#### TASKS TO CARRY OUT:
(1) Update the passage on Upper Amazon shamanism by giving everything from "As I have said" down to "and go look." again, with "soul flight" changed to "magical flight".
(2) Carry the passage on Upper Amazon shamanism further, starting after its last sentence.

#### TEXT SECTION:
------------------------

As I have said before, the shaman can see things that people who are not shamans cannot. The shaman may be able to find lost objects, know where game is plentiful, discern who has cast a curse, diagnose the location or cause of an illness. Many scholars, influenced by the work of Mircea Eliade, maintain that the characteristic activity of shamanism is soul flight — celestial ascent, ecstasy, out-of-body journeys to the spirit realm, almost always vertically, upwards, toward the sky. And it is true that, among some shamanic traditions, out-of-body flight is the way that shamans acquire the information that is their stock in trade. They travel through the air and go look.
Shamanism in the Upper Amazon is, I think, different.
As we have seen, mestizo shamans summon the protective and healing spirits to the place of ceremony by singing the appropriate icaros, magical songs, and receive from them, often in strange or secret languages, information regarding the diagnosis and treatment of their patients. Thus, the locus of their interaction with the spirits is not the spirit realm, to which the shaman travels, but rather the place where the shaman conducts the ceremony.
This general rule applies even when shamans are retrieving a soul lost through susto or manchari, or retrieving a person physically stolen away by the spirits of the underwater realms, the mermaids or yacuruna, the water people. They do not journey in pursuit of the soul; rather, they summon the soul back to the body it had inhabited, or summon and coerce the people of the waters to bring the stolen person back to the place of ceremony, using the icaros they have learned from the plant spirits or, indeed, from the water people themselves.
Drinking ayahuasca can give visions of distant people and events. These visions can give both shaman and patient information about the location of a lost object, the health of a distant relative, the face of a secret enemy, the seducer of a spouse. Such visions encompass past and future as well: my teacher doña María Tuesta saw in her visions how her brothers had died, both murdered years before, one in a robbery and one in a drunken brawl. Indeed, people may come to a healing ceremony and drink ayahuasca simply to gather such information — the welfare of a traveling relative, the seducer of a spouse, the location of a stolen water pump.

------------------------

#### GIVEN INFORMATION:
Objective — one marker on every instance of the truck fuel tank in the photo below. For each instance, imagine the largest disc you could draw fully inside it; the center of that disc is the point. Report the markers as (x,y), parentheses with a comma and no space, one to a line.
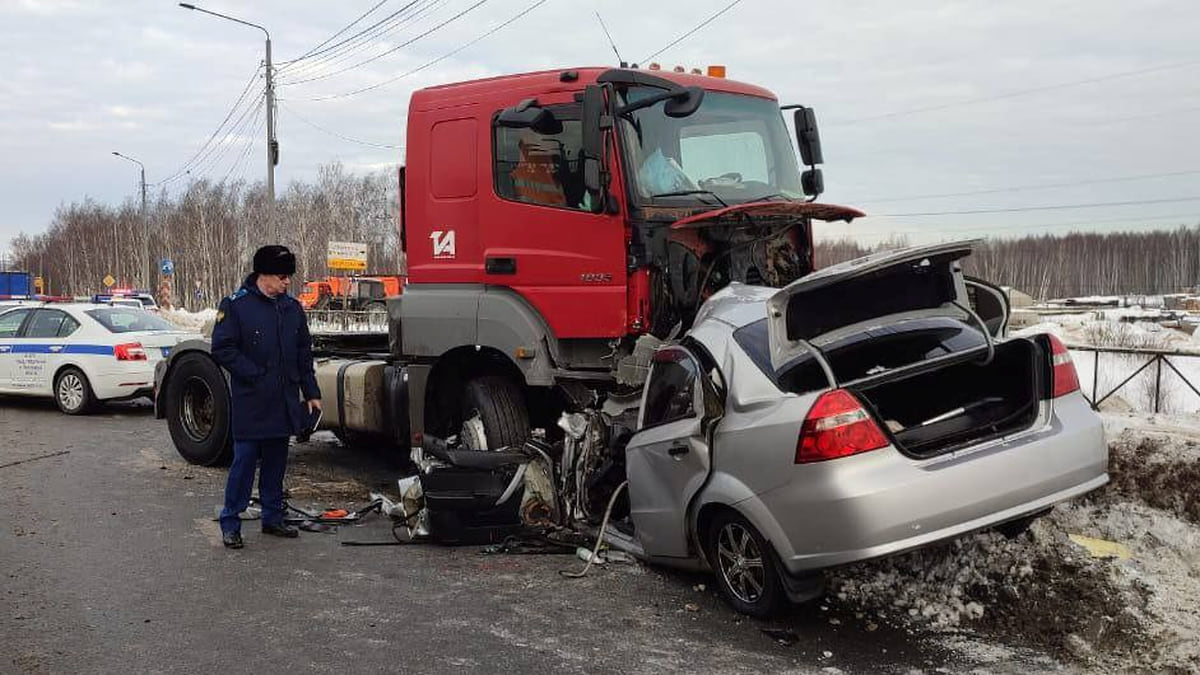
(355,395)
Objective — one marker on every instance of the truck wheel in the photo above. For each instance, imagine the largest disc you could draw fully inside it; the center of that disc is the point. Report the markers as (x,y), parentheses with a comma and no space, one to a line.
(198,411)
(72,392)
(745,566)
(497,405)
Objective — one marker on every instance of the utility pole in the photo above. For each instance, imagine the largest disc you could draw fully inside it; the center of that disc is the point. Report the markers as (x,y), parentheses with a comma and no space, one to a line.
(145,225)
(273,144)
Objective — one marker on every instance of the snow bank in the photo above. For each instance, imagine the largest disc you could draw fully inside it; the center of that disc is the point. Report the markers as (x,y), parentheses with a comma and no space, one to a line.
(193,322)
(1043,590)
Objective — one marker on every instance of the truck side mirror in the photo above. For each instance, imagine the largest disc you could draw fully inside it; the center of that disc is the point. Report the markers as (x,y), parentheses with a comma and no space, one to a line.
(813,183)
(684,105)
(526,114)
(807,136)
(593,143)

------------------------

#### ANSWERS BY TASK:
(1)
As I have said before, the shaman can see things that people who are not shamans cannot. The shaman may be able to find lost objects, know where game is plentiful, discern who has cast a curse, diagnose the location or cause of an illness. Many scholars, influenced by the work of Mircea Eliade, maintain that the characteristic activity of shamanism is magical flight — celestial ascent, ecstasy, out-of-body journeys to the spirit realm, almost always vertically, upwards, toward the sky. And it is true that, among some shamanic traditions, out-of-body flight is the way that shamans acquire the information that is their stock in trade. They travel through the air and go look.

(2)
Shamans get just this sort of information from ayahuasca — and more. They can see what is happening on distant planets and galaxies, where in the underwater realm a kidnapped fisherman is being held captive, the mountain cave in which a stolen soul is hidden, what the doctors at vast spiritual hospitals have to say about a patient’s condition. Among the Cashinahua, too, ayahuasca is taken with the intent to get information about distant places and their beings, the hiding places of game, the real intentions of opponents in conflicts, the motives of visitors, future events, and the causes of sickness.
We should not assume, based on our own cultural preferences, that this information is only or always conveyed visually. Consistent with the role of the auditory in the jungle environment, such information can be conveyed verbally. Thus, Aguaruna shamans are able to know events that are distant in space and time; they do this, not by traveling themselves, but because their pasuk spirits bring them information from faraway places. The same is true for mestizo shamans: the etiology of a patient’s illness — the source of the pathogenic object, the identity of the sorcerer who projected it, the faithless spouse or false business partner or offended stranger who instigated the attack — can be whispered audibly, with startling clarity, into the ear of the shaman by the plant spirits who are in attendance at the healing.
Thus, shamans do not drink ayahuasca to heal; they drink ayahuasca to get information — as Cocama shaman don Juan Curico puts it, “to screen the disease and to search the treatment.” Mestizo shaman don Manuel Córdova says the same thing: “Ayahuasca, it tells you how, but by itself it cures nothing.”